▶ [The data]
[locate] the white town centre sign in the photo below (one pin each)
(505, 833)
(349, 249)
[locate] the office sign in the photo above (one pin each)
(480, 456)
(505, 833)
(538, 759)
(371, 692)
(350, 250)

▶ [Aim of the task] Copy out all of the lines above again, word for word.

▶ [Correct output]
[locate] the white town centre sign in the photo below (one pin each)
(505, 833)
(349, 249)
[locate] the office sign in the photo above (one pin each)
(480, 456)
(505, 833)
(538, 759)
(371, 692)
(350, 250)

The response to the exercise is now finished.